Source records
+---+

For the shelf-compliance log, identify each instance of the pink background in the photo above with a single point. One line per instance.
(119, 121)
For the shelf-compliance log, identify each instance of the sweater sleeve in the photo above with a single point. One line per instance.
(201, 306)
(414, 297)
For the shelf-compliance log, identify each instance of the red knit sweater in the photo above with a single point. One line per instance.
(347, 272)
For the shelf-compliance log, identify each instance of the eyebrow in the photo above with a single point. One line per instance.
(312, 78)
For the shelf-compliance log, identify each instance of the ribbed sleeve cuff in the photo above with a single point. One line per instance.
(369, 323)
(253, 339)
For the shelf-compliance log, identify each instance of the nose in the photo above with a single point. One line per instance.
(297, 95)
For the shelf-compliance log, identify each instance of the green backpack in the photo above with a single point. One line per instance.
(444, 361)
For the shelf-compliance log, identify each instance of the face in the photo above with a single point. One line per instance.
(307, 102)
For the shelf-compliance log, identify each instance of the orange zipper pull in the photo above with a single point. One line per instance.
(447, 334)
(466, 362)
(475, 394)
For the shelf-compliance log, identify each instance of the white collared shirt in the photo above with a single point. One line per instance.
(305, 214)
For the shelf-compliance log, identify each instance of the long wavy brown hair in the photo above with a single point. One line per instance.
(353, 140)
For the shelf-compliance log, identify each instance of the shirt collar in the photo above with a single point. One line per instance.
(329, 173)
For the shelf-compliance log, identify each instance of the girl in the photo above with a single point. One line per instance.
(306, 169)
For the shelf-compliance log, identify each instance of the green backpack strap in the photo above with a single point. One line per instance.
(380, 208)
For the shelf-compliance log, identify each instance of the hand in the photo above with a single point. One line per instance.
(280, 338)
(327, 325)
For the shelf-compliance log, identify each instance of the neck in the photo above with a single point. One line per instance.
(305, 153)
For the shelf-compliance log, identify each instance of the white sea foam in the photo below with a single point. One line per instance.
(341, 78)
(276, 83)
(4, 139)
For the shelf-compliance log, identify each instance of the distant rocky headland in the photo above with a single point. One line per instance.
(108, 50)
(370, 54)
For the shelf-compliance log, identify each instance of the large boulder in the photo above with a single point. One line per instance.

+---+

**ACTIVITY:** The records above need to be retyped in full, exactly as they stand.

**SOLVED PROBLEM:**
For the shelf-compliance log, identify each instance of the pink background in the photo above with a single point. One line per instance.
(119, 121)
For the shelf-compliance log, identify each instance of the sweater sleeve in the photo above with a single point. One line per instance.
(201, 306)
(414, 297)
For the shelf-compliance log, identify each instance of the red knit sweater in the photo above with a single point. One line per instance.
(347, 272)
For the shelf-compliance log, identify each instance of the eyebrow in the photo above with a single point. One line per instance.
(312, 78)
For the shelf-compliance log, identify each instance of the ribbed sleeve cuff in the photo above with a single point. One line per instance.
(369, 323)
(253, 339)
For the shelf-compliance log, identify each instance of the nose in the photo above with a single point. One line per instance.
(297, 95)
For the shelf-compliance log, identify each instance of the green backpack in the photo above with a single point. One line per instance.
(444, 361)
For the shelf-compliance log, identify each instance of the face in the photo above with a single point. One line per instance.
(307, 102)
For the shelf-compliance log, identify each instance of the orange zipper pull in the photo above with a single point. One line per instance.
(447, 334)
(466, 362)
(475, 394)
For the shelf-compliance log, identify each instance of the white collared shirt in the photo above with a single point. One line per instance.
(305, 214)
For the shelf-compliance log, identify each instance of the long wavy brown hair in the photo above with a single point. One line per instance.
(353, 140)
For the shelf-compliance log, identify each instance of the shirt collar in the photo above with a single point. One line per instance.
(329, 173)
For the shelf-compliance log, identify each instance of the girl in the photo above with a single point. One line per instance.
(306, 169)
For the shelf-compliance log, identify each instance of the green backpack strap in the photo above with a single point. One line per instance.
(380, 208)
For the shelf-compliance log, identify each instance of the hand in the photo above with a single point. One line per instance.
(280, 338)
(327, 325)
For the shelf-compliance log, identify each instance of the neck in the photo above with a single point. One line per instance.
(305, 153)
For the shelf-compliance log, identify each instance of the white sea foam in the photo below with a single point. One line per instance.
(341, 78)
(276, 83)
(4, 139)
For the shelf-compliance log, identify each instance of the distant rocky headland in the photo above with a single point. One line per instance.
(108, 50)
(370, 54)
For the shelf-compliance log, identify each instance of the large boulder in the photo above with a single point. One line per instance.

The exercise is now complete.